Montagu recebeu em 2013 o World Food da FAO, agência para agricultura e alimentos das Nações Unidas, pela contribuição de suas pesquisas. A condecoração foi dividida com os pesquisadores americanos Mary-Dell Chilton e Robert Fraley – este último hoje executivo da Monsanto.

Ao contrário do colega, o cientista sempre esteve atrelado à academia. Talvez por isso se sinta mais confortável para opinar sobre o “monopólio das cinco” grandes empresas de biotecnologia.

“Uma lei básica na indústria é que se você não tiver o conhecimento bem protegido – pense no famoso segredo da Coca-Cola – você não tem posição de mercado. Outra maneira de garantir mercado é o monopólio. Isso é que as cinco grandes indústrias tentam fazer. Mas monopólio bloqueia o desenvolvimento: os produtos que eles podem trazer para o mercado são extremamente limitados. Por isso os transgênicos no mercado hoje são exatamente os mesmos feitos na Bélgica nos anos 1980.”

####################

### TAREFA SOLICITADA
De acordo com o documento de origem, por que os transgênicos no mercado hoje são exatamente os mesmos feitos na Bélgica nos anos 1980? Explique em uma a três frases.

####################

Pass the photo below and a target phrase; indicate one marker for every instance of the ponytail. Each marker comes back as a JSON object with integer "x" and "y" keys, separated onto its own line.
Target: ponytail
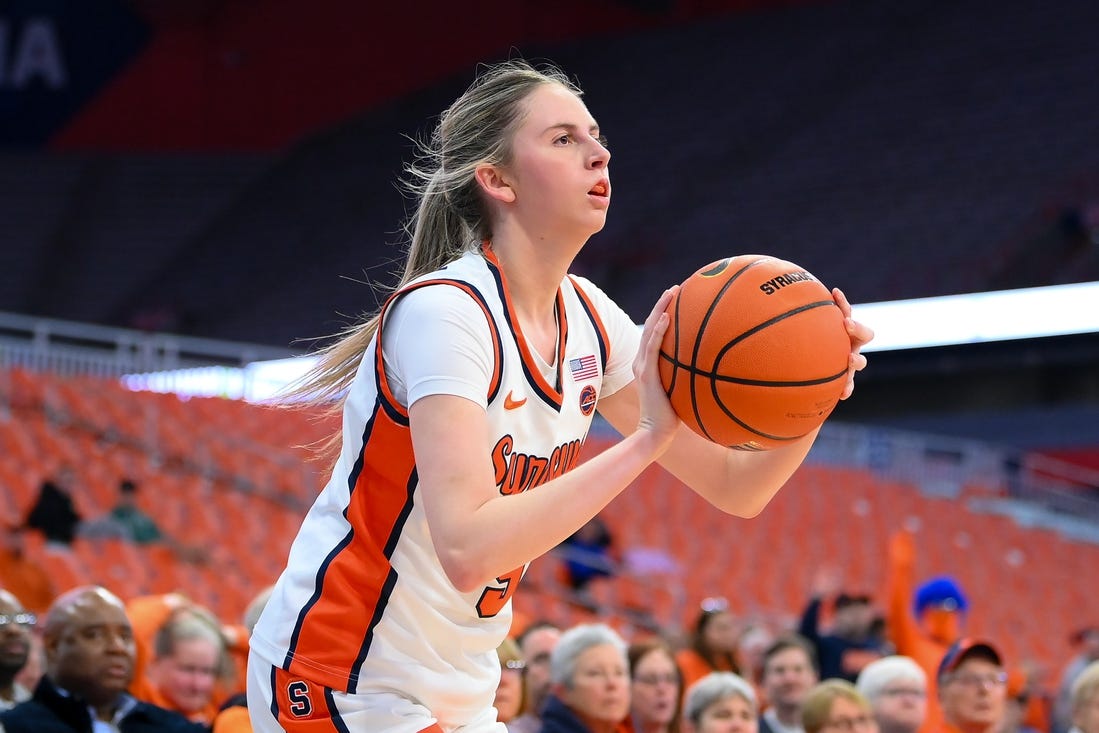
{"x": 450, "y": 218}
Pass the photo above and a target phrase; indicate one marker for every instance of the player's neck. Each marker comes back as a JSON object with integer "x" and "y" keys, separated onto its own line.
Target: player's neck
{"x": 533, "y": 271}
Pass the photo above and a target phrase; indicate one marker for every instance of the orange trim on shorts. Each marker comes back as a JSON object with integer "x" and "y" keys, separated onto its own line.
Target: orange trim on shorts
{"x": 334, "y": 631}
{"x": 302, "y": 706}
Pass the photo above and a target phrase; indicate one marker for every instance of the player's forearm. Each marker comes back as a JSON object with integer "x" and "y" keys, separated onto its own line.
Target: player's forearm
{"x": 507, "y": 532}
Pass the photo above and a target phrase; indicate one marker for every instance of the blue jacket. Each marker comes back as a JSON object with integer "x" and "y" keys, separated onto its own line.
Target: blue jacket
{"x": 50, "y": 711}
{"x": 557, "y": 718}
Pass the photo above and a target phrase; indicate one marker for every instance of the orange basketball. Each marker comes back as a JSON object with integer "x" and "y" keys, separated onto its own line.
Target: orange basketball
{"x": 756, "y": 353}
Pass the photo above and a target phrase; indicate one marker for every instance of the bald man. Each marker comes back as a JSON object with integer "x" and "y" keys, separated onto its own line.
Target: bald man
{"x": 89, "y": 663}
{"x": 15, "y": 624}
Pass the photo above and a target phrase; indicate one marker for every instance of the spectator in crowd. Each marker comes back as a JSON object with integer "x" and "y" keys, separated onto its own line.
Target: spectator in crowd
{"x": 752, "y": 642}
{"x": 789, "y": 672}
{"x": 15, "y": 625}
{"x": 590, "y": 676}
{"x": 850, "y": 645}
{"x": 188, "y": 658}
{"x": 835, "y": 706}
{"x": 53, "y": 512}
{"x": 233, "y": 715}
{"x": 924, "y": 621}
{"x": 972, "y": 688}
{"x": 712, "y": 644}
{"x": 1085, "y": 700}
{"x": 721, "y": 702}
{"x": 1016, "y": 703}
{"x": 89, "y": 664}
{"x": 655, "y": 688}
{"x": 536, "y": 644}
{"x": 588, "y": 554}
{"x": 509, "y": 690}
{"x": 21, "y": 575}
{"x": 1087, "y": 643}
{"x": 897, "y": 690}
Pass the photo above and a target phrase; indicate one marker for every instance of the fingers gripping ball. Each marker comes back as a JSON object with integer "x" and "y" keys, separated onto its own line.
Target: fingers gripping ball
{"x": 756, "y": 353}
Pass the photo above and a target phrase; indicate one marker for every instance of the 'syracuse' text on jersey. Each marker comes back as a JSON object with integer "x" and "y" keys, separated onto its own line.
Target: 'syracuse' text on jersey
{"x": 364, "y": 604}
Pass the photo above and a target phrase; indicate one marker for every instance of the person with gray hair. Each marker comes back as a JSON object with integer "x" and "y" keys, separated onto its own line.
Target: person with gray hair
{"x": 721, "y": 702}
{"x": 897, "y": 689}
{"x": 589, "y": 674}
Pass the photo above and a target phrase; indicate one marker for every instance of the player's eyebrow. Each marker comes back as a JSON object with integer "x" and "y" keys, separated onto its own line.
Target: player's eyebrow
{"x": 592, "y": 130}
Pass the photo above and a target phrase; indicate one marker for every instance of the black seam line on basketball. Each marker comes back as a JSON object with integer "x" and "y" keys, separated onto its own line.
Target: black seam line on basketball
{"x": 761, "y": 382}
{"x": 743, "y": 424}
{"x": 675, "y": 348}
{"x": 773, "y": 321}
{"x": 701, "y": 330}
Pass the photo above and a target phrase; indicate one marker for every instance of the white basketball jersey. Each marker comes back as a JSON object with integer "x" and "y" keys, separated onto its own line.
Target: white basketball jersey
{"x": 364, "y": 604}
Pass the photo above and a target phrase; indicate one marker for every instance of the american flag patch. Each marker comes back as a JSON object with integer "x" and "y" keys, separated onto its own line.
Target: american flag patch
{"x": 586, "y": 367}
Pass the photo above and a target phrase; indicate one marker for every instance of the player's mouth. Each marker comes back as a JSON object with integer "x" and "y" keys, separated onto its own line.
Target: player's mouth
{"x": 601, "y": 189}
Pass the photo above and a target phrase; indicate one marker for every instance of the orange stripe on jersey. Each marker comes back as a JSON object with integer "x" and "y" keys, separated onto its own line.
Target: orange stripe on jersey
{"x": 596, "y": 321}
{"x": 379, "y": 370}
{"x": 547, "y": 392}
{"x": 330, "y": 642}
{"x": 301, "y": 706}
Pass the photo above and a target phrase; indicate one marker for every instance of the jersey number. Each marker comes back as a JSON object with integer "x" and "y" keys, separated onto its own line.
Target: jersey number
{"x": 494, "y": 598}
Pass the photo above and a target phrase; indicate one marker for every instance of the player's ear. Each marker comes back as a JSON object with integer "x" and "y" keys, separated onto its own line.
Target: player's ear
{"x": 496, "y": 182}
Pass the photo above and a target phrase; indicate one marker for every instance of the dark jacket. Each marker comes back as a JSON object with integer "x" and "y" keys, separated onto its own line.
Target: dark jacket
{"x": 557, "y": 718}
{"x": 835, "y": 655}
{"x": 50, "y": 711}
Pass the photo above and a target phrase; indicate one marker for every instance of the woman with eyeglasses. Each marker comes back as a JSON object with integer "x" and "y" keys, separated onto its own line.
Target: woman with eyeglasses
{"x": 712, "y": 644}
{"x": 655, "y": 690}
{"x": 721, "y": 702}
{"x": 835, "y": 706}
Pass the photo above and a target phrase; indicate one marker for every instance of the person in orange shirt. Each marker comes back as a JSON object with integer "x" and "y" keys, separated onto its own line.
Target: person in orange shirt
{"x": 922, "y": 623}
{"x": 22, "y": 576}
{"x": 712, "y": 644}
{"x": 973, "y": 688}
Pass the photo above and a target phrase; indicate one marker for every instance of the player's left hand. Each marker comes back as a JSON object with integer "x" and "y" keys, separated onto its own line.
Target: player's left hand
{"x": 861, "y": 334}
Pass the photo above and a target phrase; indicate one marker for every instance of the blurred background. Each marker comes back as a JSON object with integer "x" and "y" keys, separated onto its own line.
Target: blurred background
{"x": 200, "y": 185}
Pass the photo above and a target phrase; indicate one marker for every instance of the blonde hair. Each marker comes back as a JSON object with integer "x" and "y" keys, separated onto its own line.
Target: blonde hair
{"x": 818, "y": 704}
{"x": 450, "y": 217}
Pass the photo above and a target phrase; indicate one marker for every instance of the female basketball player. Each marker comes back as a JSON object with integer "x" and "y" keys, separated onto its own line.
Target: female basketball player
{"x": 467, "y": 400}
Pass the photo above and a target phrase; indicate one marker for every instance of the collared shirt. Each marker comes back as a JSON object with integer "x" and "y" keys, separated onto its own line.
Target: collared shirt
{"x": 126, "y": 703}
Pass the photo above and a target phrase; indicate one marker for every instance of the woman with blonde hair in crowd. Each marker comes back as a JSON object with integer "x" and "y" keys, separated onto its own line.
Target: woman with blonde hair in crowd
{"x": 656, "y": 688}
{"x": 835, "y": 706}
{"x": 721, "y": 702}
{"x": 1086, "y": 700}
{"x": 712, "y": 643}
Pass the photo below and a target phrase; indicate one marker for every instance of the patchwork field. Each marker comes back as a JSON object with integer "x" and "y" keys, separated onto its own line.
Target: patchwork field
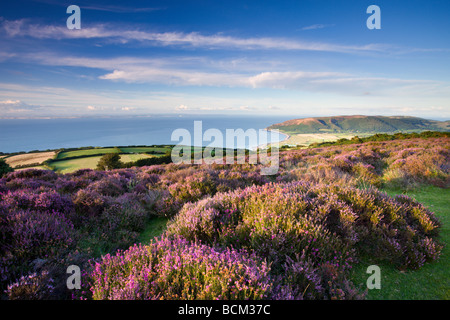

####################

### SUA RESPOSTA
Porque o monopólio que as cinco grandes indústrias de biotecnologia tentam manter bloqueia o desenvolvimento. Assim, os produtos que elas podem trazer para o mercado são extremamente limitados.